Problems and tasks.
A – In the BERT notebook, what value is MAX_LEN set to?
B – Extract the part of the BERT notebook between "# Print the" and "test = pd.read_csv('/kaggle/input/nlp-getting-started/test.csv')", inclusive, copying it without any change.
C – Continue the BERT notebook from the point where it stops.

Passage.
### Install the Required Libraries:

In [1]:
! pip install pandas numpy torch optuna tqdm transformers scikit-learn




### Import Libraries:

In [2]:
import pandas as pd
import numpy as np
import torch
import optuna
import random
from tqdm import tqdm
from torch.utils.data import TensorDataset, DataLoader, RandomSampler, SequentialSampler
from transformers import BertTokenizer, BertForSequenceClassification, get_linear_schedule_with_warmup, get_scheduler
from sklearn.model_selection import train_test_split
from torch.optim import AdamW
from sklearn.metrics import f1_score
import time
import datetime


### Configure the device:

In [3]:
# Check if a CUDA-capable GPU is available and set the device accordingly.
# If a GPU is available, it will use "cuda"; otherwise, it defaults to "cpu."
device = torch.device("cuda" if torch.cuda.is_available() else "cpu")

# Print the device being used (either "cuda" for GPU or "cpu").
print(f"Using device: {device}")


Using device: cuda


### Load and prepare data:

In [4]:
# Load the data
# Read the training and testing datasets from their respective file paths.
train = pd.read_csv('/kaggle/input/nlp-getting-started/train.csv')
test = pd.read_csv('/kaggle/input/nlp-getting-started/test.csv')

# Fill missing values
# Replace missing values in the 'keyword' column with an empty string.
train['keyword'] = train['keyword'].fillna('')
test['keyword'] = test['keyword'].fillna('')

# Combine 'keyword' and 'text'
# Create a new column 'text_combined' by concatenating 'keyword' and 'text' with a space in between.
train['text_combined'] = train['keyword'] + ' ' + train['text']
test['text_combined'] = test['keyword'] + ' ' + test['text']


### Preprocess texts with the BERT tokenizer:

In [6]:
# Load the BERT tokenizer
# Initialize the tokenizer from the pre-trained BERT model ('bert-base-uncased'),
# specifying that all text will be converted to lowercase.
tokenizer = BertTokenizer.from_pretrained('bert-base-uncased', do_lower_case=True)

# Define the maximum sequence length
# Sequences longer than this value will be truncated, and shorter ones will be padded.
MAX_LEN = 128

# Tokenize the training data
# Prepare the input IDs and attention masks for the training dataset.

Entries supplied.
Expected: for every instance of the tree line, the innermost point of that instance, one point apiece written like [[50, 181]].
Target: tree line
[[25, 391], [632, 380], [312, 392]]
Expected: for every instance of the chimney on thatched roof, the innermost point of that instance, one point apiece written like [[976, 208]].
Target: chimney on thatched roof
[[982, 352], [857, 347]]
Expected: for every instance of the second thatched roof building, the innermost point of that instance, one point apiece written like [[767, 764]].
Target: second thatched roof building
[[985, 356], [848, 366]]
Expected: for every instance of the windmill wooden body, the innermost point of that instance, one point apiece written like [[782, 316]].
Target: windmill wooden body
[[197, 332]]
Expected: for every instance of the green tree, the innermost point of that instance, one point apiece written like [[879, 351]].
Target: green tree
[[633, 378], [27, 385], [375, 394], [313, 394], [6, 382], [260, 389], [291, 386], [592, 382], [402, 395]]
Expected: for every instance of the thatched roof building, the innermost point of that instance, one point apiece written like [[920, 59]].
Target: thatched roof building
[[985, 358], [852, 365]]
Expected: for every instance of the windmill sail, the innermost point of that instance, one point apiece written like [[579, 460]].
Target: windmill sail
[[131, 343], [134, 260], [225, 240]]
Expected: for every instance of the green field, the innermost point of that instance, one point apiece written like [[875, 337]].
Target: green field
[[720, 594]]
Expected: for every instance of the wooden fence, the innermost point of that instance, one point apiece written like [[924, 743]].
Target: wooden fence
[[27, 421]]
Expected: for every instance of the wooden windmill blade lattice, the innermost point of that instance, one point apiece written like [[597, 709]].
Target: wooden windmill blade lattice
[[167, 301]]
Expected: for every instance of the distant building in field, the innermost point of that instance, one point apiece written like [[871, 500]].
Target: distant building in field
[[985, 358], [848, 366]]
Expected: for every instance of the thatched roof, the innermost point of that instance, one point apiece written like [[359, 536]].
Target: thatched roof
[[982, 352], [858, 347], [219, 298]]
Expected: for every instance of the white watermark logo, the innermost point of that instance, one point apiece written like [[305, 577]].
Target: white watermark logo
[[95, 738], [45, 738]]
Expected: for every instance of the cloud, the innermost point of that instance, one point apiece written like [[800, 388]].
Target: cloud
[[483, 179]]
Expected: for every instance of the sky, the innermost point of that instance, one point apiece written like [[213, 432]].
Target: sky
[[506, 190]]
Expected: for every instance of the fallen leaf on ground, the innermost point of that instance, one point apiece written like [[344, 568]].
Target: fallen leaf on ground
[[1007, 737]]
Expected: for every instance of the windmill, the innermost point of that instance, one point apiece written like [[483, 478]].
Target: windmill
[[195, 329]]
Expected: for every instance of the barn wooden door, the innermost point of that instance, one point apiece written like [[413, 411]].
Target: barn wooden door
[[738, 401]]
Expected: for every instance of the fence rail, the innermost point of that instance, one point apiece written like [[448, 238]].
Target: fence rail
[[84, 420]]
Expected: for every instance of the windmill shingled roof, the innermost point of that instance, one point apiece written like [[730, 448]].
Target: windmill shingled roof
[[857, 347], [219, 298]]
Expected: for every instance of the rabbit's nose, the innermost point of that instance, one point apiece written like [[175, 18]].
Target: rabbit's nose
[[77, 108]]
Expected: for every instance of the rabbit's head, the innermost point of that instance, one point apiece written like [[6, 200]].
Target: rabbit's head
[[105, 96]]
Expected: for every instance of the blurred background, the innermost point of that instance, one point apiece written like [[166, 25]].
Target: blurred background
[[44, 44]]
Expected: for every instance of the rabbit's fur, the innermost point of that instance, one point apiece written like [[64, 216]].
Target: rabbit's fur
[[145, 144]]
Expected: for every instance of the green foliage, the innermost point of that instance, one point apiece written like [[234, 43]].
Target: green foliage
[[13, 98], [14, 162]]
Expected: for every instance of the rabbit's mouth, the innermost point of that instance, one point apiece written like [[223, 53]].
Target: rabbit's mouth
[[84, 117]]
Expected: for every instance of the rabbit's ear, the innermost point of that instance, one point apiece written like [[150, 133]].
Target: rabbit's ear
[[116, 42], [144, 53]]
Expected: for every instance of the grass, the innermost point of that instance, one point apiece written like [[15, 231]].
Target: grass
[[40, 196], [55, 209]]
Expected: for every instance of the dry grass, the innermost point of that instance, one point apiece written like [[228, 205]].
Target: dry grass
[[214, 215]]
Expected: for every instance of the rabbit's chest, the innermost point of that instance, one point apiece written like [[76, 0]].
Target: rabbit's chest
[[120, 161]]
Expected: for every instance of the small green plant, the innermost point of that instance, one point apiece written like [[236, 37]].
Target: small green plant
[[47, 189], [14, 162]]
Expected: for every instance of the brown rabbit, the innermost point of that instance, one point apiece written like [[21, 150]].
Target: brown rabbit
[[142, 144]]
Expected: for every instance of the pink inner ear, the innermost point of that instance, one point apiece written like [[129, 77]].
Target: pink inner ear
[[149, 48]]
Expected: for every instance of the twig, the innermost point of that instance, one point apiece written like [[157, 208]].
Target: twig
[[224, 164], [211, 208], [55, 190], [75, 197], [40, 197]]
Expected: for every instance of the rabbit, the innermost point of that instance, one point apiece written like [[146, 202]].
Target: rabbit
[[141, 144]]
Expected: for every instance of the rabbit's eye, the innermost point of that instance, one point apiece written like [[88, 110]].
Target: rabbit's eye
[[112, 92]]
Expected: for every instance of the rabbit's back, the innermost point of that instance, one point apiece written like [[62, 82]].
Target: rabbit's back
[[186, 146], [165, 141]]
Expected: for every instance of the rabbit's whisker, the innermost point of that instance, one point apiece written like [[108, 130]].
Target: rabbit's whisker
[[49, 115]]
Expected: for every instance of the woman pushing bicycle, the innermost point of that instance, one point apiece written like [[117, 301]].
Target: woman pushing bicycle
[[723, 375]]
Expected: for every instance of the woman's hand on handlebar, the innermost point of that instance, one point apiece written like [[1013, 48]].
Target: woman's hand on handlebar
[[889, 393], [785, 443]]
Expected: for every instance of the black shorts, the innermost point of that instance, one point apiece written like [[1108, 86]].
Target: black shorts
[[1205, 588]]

Outputs.
A – 128

B –
# Print the device being used (either "cuda" for GPU or "cpu").
print(f"Using device: {device}")


Using device: cuda


### Load and prepare data:

In [4]:
# Load the data
# Read the training and testing datasets from their respective file paths.
train = pd.read_csv('/kaggle/input/nlp-getting-started/train.csv')
test = pd.read_csv('/kaggle/input/nlp-getting-started/test.csv')

C –
input_ids = []
attention_masks = []

for text in train['text_combined']:
    # Encode each text using the BERT tokenizer
    encoded_dict = tokenizer.encode_plus(
                        text,                      # The input text to tokenize
                        add_special_tokens=True,   # Add '[CLS]' and '[SEP]' tokens
                        max_length=MAX_LEN,        # Pad or truncate to this length
                        padding='max_length',      # Pad sequences to the maximum length
                        truncation=True,           # Truncate sequences longer than MAX_LEN
                        return_attention_mask=True,# Generate the attention mask
                        return_tensors='pt',       # Return PyTorch tensors
                   )
    # Append the generated input IDs and attention masks
    input_ids.append(encoded_dict['input_ids'])
    attention_masks.append(encoded_dict['attention_mask'])

# Convert lists to tensors
# Stack all input IDs and attention masks into tensors for use in the model.
input_ids = torch.cat(input_ids, dim=0)
attention_masks = torch.cat(attention_masks, dim=0)
labels = torch.tensor(train['target'].values)  # Convert target labels to a tensor


### Split the data into training and validation sets:

In [8]:
# Split the dataset into training and validation sets
# The input IDs and labels are split into training and validation subsets.
train_inputs, validation_inputs, train_labels, validation_labels = train_test_split(
    input_ids,              # The tokenized input IDs
    labels,                 # The target labels
    random_state=42,        # Seed for reproducibility
    test_size=0.1           # 10% of the data will be used for validation
)

# Split the attention masks into training and validation sets
# Only the attention masks are split here, corresponding to the input IDs.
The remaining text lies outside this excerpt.